— Work instruction A —
According to the news briefs, over what period will the Liberty Mutual closing take place?
— Work instruction B —
Say whether each statement agrees with the news briefs, answering yes or no and quoting the deciding words: (i) Liberty Mutual is moving its underwriting and policy production operations to facilities in Portsmouth, N.H., and Gainesville, Ga. (ii) Yorktowne officials explained their reasons for the closure. (iii) The plant in Virginia is expected to be completed by November.
— Work instruction C —
List every town or city named in the news briefs.

— Document segment —

Mabus said the reason for the closure appears to be environmental regulations, adding that the company told workers it is cheaper for Yorktowne to build a new plant than to pay for new pollution control equipment at Mifflinburg.
He said officials expect the plant in Virginia to be completed by November with employees in Mifflinburg being phased out in the first several months of 2006.
Yorktowne officials declined to comment.
Operations consolidated
WILLIAMSPORT, Pa. (AP) – Liberty Mutual Insurance Co. is consolidating its operations, a plan that could leave 250 people looking for work.
The company decided to consolidate its underwriting and policy production operations into similar facilities in Portsmouth, N.H., and Gainesville, Ga., company spokesman Glenn Greenberg said.
About 250 of the 330 affected employees in Williamsport will be eligible to seek other positions within the company or accept a severance package and outplacement assistance, he said.
The closing will take place over the next 14 months, the company said in a statement.
“Much of it is really triggered by the increased efficiency we’ve experienced through automation and policy production,” Greenberg said.
Portsmouth and Gainesville were chosen over Williamsport because they have other substantial operations, he said.
Damage studied
LEBANON, Pa. (AP) – A bridge that has been unusable since the remnants of Hurricane Ivan swept through in September likely is damaged beyond repair, officials said.

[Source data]

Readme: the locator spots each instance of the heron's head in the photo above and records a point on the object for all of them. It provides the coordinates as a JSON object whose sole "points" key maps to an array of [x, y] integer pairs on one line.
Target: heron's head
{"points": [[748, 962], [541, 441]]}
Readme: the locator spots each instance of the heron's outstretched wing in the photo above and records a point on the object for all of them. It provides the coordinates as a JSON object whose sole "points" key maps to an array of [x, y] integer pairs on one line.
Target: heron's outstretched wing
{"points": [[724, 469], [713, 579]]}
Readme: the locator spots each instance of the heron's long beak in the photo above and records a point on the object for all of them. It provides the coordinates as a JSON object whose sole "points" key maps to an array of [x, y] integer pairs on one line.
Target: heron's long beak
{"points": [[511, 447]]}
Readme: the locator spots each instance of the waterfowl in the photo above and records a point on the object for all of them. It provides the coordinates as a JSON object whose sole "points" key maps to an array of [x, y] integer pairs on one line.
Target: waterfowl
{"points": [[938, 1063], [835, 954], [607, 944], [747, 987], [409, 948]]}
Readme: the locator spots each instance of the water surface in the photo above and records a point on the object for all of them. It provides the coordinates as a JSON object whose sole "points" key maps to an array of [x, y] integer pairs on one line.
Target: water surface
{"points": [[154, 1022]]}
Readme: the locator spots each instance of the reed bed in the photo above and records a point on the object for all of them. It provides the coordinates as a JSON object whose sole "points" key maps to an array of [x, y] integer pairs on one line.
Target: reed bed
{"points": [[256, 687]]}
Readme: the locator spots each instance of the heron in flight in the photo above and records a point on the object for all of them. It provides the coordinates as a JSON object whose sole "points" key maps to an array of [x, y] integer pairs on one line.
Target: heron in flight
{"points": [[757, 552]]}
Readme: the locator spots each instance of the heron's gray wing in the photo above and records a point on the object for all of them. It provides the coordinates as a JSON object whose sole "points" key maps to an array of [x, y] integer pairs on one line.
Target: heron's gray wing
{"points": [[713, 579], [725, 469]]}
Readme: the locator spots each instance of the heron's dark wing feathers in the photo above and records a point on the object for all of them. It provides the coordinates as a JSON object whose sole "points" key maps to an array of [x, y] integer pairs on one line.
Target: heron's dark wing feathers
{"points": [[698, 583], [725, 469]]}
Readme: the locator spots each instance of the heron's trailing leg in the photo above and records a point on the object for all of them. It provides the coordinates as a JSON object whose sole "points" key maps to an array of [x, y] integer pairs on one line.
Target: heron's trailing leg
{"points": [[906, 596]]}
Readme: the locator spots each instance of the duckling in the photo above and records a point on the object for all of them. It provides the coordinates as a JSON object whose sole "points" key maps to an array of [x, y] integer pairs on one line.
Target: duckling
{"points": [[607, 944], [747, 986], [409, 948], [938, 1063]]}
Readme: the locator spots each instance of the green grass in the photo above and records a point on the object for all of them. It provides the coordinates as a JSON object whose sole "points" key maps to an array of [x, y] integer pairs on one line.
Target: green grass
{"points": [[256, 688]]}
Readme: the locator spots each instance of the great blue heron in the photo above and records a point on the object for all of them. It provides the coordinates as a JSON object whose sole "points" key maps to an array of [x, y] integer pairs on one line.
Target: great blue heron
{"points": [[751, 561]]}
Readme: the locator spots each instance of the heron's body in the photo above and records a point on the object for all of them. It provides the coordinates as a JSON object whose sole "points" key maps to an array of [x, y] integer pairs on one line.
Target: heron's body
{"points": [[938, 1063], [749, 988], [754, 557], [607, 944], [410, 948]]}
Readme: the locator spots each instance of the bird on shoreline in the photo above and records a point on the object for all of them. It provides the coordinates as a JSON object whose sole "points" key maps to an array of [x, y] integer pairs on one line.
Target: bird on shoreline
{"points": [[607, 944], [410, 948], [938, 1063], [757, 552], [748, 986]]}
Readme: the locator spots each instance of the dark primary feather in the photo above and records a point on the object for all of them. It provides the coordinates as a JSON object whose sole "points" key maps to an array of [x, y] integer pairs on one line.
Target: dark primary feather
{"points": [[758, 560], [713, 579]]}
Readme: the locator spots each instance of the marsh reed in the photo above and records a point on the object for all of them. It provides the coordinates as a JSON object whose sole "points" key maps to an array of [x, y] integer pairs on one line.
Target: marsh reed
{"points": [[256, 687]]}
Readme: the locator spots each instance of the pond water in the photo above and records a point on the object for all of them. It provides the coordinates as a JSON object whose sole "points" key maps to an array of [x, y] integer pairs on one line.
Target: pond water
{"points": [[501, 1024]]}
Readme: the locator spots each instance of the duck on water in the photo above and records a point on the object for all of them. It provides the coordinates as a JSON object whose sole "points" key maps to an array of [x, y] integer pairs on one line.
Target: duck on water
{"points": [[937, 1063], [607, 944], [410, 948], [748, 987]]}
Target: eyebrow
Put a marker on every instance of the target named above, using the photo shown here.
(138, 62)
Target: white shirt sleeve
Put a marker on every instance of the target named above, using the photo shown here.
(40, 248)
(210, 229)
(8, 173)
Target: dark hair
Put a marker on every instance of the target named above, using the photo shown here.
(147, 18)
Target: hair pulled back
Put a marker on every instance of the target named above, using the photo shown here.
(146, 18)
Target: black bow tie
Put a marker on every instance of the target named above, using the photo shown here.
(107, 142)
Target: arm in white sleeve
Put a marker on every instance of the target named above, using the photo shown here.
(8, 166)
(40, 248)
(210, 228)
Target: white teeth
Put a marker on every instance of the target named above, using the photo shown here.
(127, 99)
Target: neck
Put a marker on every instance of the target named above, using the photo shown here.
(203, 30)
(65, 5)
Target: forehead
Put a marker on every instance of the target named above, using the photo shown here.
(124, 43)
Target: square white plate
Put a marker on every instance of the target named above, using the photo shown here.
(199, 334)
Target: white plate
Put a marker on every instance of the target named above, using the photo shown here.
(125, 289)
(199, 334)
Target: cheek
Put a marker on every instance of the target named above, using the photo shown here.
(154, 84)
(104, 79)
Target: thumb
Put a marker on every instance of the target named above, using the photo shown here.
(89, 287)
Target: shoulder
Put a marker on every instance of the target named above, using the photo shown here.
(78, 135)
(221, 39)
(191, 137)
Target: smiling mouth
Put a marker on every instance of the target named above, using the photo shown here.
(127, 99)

--

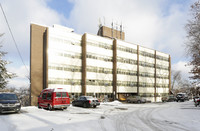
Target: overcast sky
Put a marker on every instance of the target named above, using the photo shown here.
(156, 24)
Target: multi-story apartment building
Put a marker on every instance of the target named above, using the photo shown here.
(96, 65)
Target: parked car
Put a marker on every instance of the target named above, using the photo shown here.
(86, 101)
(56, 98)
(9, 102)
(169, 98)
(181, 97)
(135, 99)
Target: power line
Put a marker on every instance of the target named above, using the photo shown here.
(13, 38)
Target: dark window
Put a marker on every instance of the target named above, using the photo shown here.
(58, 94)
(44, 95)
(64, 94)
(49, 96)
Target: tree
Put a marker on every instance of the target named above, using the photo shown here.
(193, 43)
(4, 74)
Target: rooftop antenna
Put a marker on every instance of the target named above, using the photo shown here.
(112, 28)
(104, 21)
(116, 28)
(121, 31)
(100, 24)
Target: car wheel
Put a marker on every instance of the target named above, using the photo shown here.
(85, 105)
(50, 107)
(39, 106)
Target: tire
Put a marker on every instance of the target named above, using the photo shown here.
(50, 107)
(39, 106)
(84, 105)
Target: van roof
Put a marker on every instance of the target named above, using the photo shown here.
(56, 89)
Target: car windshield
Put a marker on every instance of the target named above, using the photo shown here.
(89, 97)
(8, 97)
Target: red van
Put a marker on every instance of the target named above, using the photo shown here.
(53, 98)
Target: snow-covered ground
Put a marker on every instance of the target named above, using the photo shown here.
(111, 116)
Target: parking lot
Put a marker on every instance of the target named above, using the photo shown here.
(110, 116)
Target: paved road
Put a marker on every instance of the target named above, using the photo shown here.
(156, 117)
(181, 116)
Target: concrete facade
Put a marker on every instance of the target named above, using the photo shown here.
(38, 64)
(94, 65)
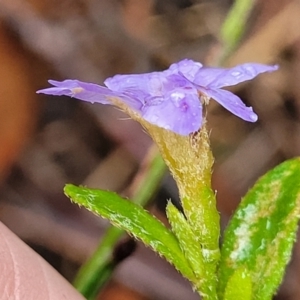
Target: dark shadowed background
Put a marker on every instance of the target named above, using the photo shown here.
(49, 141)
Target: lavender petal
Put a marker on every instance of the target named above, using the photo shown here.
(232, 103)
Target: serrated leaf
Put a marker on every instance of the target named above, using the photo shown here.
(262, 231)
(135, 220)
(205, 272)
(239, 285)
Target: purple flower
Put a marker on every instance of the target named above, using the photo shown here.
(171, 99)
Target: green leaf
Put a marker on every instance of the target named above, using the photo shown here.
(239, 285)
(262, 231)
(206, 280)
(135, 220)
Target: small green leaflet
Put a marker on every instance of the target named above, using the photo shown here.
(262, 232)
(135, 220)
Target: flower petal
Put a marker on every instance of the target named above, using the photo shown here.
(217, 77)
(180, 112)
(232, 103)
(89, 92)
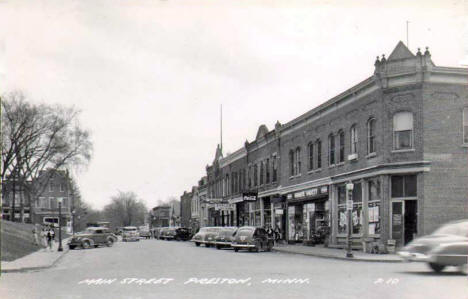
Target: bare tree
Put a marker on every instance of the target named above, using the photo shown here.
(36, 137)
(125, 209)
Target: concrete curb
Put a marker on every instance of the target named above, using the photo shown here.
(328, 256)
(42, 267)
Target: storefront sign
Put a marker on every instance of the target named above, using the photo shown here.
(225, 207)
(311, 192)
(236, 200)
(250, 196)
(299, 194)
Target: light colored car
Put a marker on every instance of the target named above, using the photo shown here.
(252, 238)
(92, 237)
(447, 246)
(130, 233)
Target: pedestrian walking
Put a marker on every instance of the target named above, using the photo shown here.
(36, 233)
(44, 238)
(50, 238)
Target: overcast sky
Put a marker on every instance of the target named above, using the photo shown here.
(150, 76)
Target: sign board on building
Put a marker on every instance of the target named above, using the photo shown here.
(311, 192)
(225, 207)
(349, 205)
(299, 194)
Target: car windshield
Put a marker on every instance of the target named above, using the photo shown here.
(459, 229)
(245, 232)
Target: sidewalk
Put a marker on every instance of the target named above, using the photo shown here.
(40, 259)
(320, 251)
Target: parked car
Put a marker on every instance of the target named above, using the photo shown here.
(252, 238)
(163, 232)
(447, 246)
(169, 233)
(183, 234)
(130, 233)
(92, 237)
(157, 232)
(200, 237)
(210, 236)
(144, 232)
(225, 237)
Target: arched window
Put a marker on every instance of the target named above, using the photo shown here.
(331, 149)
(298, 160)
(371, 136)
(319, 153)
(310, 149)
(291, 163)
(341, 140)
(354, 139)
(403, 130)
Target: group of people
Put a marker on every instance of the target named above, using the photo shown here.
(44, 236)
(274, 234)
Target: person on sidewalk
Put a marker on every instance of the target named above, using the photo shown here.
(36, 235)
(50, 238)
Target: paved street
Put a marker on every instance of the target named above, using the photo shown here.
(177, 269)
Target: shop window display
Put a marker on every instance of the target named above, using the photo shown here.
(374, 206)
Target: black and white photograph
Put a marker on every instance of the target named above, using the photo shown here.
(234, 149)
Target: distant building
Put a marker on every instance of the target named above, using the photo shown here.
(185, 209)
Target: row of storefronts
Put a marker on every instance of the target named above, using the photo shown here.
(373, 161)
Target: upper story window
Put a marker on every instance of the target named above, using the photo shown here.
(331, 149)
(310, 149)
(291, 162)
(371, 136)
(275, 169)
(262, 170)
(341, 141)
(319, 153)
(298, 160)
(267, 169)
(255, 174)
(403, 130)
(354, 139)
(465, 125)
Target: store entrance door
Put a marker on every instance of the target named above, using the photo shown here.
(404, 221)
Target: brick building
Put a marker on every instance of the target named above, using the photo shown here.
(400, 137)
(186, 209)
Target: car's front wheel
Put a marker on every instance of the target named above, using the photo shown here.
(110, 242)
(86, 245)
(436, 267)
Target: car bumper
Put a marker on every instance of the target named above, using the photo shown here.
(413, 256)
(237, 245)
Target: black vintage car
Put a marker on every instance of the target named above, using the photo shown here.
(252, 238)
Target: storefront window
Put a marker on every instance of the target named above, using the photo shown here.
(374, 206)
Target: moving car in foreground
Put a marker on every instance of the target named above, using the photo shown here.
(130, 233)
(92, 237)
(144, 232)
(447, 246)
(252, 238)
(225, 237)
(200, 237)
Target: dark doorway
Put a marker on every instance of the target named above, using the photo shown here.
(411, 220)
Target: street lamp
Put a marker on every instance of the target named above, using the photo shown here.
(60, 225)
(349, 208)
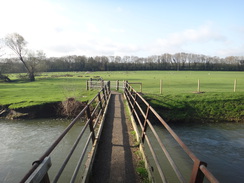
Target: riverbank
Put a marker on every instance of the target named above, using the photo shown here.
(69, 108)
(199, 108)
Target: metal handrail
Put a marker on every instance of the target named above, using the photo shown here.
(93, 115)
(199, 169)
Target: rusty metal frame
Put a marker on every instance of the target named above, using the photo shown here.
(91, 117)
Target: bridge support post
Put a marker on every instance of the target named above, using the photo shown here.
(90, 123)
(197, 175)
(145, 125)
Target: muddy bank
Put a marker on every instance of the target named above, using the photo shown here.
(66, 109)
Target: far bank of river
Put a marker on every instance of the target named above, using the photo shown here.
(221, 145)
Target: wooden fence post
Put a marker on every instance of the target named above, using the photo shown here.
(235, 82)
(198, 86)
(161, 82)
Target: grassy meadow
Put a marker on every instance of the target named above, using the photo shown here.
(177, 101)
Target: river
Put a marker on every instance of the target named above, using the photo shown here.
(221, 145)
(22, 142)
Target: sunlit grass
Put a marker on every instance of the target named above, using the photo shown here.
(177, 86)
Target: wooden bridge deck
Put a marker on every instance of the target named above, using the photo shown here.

--

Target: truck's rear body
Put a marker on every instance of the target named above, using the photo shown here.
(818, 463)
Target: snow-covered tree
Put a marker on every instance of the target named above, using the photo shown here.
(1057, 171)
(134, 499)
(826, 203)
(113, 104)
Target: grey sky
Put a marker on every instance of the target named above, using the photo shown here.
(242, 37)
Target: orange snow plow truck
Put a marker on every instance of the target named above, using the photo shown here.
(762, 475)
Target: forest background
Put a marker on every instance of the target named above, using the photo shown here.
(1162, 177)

— Worked solution A —
Over the next 14 months.

— Worked solution B —
(i) Yes: "The company decided to consolidate its underwriting and policy production operations into similar facilities in Portsmouth, N.H., and Gainesville, Ga."
(ii) No: "Yorktowne officials declined to comment."
(iii) Yes: "officials expect the plant in Virginia to be completed by November"

— Worked solution C —
Mifflinburg, Williamsport, Portsmouth, Gainesville, Lebanon